Point localization data:
##########
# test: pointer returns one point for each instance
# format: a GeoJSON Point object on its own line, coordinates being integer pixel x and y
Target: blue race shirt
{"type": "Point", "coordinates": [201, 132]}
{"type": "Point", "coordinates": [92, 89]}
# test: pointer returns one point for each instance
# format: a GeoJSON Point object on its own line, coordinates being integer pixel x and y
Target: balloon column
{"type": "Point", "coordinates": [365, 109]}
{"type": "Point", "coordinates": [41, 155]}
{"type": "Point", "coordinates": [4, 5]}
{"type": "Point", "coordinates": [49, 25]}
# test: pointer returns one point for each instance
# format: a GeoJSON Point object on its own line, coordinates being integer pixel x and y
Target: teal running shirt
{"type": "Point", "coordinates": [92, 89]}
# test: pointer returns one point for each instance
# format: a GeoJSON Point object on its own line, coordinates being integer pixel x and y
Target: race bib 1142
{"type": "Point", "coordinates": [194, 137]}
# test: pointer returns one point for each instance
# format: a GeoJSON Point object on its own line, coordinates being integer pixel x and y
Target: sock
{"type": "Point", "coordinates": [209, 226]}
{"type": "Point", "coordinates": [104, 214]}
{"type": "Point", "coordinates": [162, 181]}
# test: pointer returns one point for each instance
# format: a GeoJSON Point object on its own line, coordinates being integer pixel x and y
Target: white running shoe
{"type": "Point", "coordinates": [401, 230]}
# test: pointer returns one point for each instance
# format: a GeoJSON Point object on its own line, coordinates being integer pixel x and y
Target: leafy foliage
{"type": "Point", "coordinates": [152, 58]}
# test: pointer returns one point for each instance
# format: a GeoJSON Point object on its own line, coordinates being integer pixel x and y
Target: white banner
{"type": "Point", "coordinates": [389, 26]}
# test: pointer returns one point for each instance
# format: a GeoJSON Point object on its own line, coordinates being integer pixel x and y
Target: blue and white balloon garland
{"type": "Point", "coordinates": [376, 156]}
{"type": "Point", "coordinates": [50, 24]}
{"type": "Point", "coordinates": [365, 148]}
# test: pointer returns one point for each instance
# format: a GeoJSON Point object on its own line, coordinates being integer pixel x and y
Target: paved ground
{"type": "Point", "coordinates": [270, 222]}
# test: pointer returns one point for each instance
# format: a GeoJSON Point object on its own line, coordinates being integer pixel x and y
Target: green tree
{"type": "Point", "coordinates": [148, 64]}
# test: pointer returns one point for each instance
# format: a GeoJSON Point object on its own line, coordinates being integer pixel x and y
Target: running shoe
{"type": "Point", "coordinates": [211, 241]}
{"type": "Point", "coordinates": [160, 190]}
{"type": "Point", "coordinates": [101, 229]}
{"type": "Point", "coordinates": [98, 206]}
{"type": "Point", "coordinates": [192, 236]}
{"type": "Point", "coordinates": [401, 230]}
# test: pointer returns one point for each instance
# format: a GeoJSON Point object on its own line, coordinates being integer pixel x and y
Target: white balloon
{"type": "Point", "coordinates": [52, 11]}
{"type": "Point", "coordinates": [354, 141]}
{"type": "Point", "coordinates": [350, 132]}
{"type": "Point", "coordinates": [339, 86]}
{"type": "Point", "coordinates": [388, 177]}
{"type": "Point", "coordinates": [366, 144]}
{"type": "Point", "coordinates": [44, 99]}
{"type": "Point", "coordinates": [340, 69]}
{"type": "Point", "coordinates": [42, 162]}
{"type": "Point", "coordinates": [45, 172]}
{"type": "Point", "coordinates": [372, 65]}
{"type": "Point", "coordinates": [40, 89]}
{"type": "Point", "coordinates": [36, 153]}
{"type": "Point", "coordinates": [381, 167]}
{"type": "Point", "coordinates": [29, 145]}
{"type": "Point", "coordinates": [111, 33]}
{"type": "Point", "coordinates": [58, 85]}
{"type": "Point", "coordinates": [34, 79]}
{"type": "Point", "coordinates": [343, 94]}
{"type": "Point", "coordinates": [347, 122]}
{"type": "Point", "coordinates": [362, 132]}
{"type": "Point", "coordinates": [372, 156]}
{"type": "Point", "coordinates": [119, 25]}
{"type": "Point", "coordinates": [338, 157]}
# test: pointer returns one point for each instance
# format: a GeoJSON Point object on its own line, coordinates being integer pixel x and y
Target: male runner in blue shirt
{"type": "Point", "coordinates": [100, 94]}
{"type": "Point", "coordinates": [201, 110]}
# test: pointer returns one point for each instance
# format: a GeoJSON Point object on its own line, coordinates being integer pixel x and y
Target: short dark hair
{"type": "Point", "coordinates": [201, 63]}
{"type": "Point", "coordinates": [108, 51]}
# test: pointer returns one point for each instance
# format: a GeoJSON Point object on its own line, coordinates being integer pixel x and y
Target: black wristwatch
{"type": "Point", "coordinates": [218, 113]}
##########
- [To do]:
Full transcription, please: every entry, exactly as written.

- [Exercise result]:
# test: pointer returns one point for each instance
# format: a GeoJSON Point object on its own line, coordinates being integer pixel x and y
Target: blue race shirt
{"type": "Point", "coordinates": [201, 132]}
{"type": "Point", "coordinates": [92, 89]}
# test: pointer returns one point for each instance
# format: a GeoJSON Point object on its own line, coordinates being integer pixel x and y
Target: balloon column
{"type": "Point", "coordinates": [365, 109]}
{"type": "Point", "coordinates": [41, 155]}
{"type": "Point", "coordinates": [4, 5]}
{"type": "Point", "coordinates": [49, 25]}
# test: pointer returns one point for each instance
# format: a GeoJSON Point object on its own line, coordinates being integer pixel x and y
Target: teal running shirt
{"type": "Point", "coordinates": [92, 89]}
# test: pointer returns one point for each instance
# format: a GeoJSON Point object on its own line, coordinates being integer pixel x and y
Target: race bib 1142
{"type": "Point", "coordinates": [194, 137]}
# test: pointer returns one point for each instance
# format: a GeoJSON Point object on its own line, coordinates being integer pixel x and y
Target: sock
{"type": "Point", "coordinates": [209, 226]}
{"type": "Point", "coordinates": [104, 214]}
{"type": "Point", "coordinates": [162, 181]}
# test: pointer returns one point for each instance
# format: a GeoJSON Point object on its own line, coordinates being integer pixel x and y
Target: white running shoe
{"type": "Point", "coordinates": [401, 230]}
# test: pointer returns one point for each instance
# format: a GeoJSON Point object on its own line, coordinates being integer pixel x and y
Target: leafy foliage
{"type": "Point", "coordinates": [152, 58]}
# test: pointer returns one point for each instance
# format: a GeoJSON Point object on its own line, coordinates being integer pixel x and y
Target: white banner
{"type": "Point", "coordinates": [389, 26]}
# test: pointer returns one point for each instance
# format: a GeoJSON Point object on its own line, coordinates being integer pixel x and y
Target: blue and white balloon garland
{"type": "Point", "coordinates": [376, 156]}
{"type": "Point", "coordinates": [50, 24]}
{"type": "Point", "coordinates": [365, 148]}
# test: pointer returns one point for each instance
# format: a GeoJSON Point object on its own line, coordinates being integer pixel x and y
Target: paved ground
{"type": "Point", "coordinates": [270, 222]}
# test: pointer returns one point for each instance
# format: a GeoJSON Point object on its own line, coordinates being integer pixel x and y
Target: green tree
{"type": "Point", "coordinates": [148, 64]}
# test: pointer returns one point for each instance
# format: a GeoJSON Point object on its own line, coordinates being integer pixel x and y
Target: running shoe
{"type": "Point", "coordinates": [211, 241]}
{"type": "Point", "coordinates": [160, 190]}
{"type": "Point", "coordinates": [101, 229]}
{"type": "Point", "coordinates": [98, 206]}
{"type": "Point", "coordinates": [192, 236]}
{"type": "Point", "coordinates": [401, 230]}
# test: pointer returns one point for each instance
# format: a GeoJSON Point object on its own line, coordinates being integer pixel x and y
Target: white balloon
{"type": "Point", "coordinates": [52, 11]}
{"type": "Point", "coordinates": [354, 141]}
{"type": "Point", "coordinates": [350, 132]}
{"type": "Point", "coordinates": [339, 86]}
{"type": "Point", "coordinates": [388, 177]}
{"type": "Point", "coordinates": [366, 144]}
{"type": "Point", "coordinates": [44, 99]}
{"type": "Point", "coordinates": [340, 69]}
{"type": "Point", "coordinates": [42, 162]}
{"type": "Point", "coordinates": [45, 172]}
{"type": "Point", "coordinates": [372, 65]}
{"type": "Point", "coordinates": [40, 89]}
{"type": "Point", "coordinates": [36, 153]}
{"type": "Point", "coordinates": [381, 167]}
{"type": "Point", "coordinates": [29, 145]}
{"type": "Point", "coordinates": [111, 33]}
{"type": "Point", "coordinates": [58, 85]}
{"type": "Point", "coordinates": [34, 79]}
{"type": "Point", "coordinates": [343, 94]}
{"type": "Point", "coordinates": [347, 122]}
{"type": "Point", "coordinates": [362, 132]}
{"type": "Point", "coordinates": [372, 156]}
{"type": "Point", "coordinates": [119, 25]}
{"type": "Point", "coordinates": [338, 157]}
# test: pointer returns one point for each instance
# format: a GeoJSON Point object on its own line, coordinates being integer pixel x and y
Target: male runner in blue shirt
{"type": "Point", "coordinates": [100, 94]}
{"type": "Point", "coordinates": [201, 110]}
# test: pointer returns one point for each instance
# format: a GeoJSON Point object on its own line, coordinates being integer pixel x and y
Target: short dark hair
{"type": "Point", "coordinates": [201, 63]}
{"type": "Point", "coordinates": [108, 51]}
# test: pointer returns one point for each instance
# format: a GeoJSON Point object on its own line, coordinates being integer pixel x and y
Target: black wristwatch
{"type": "Point", "coordinates": [218, 113]}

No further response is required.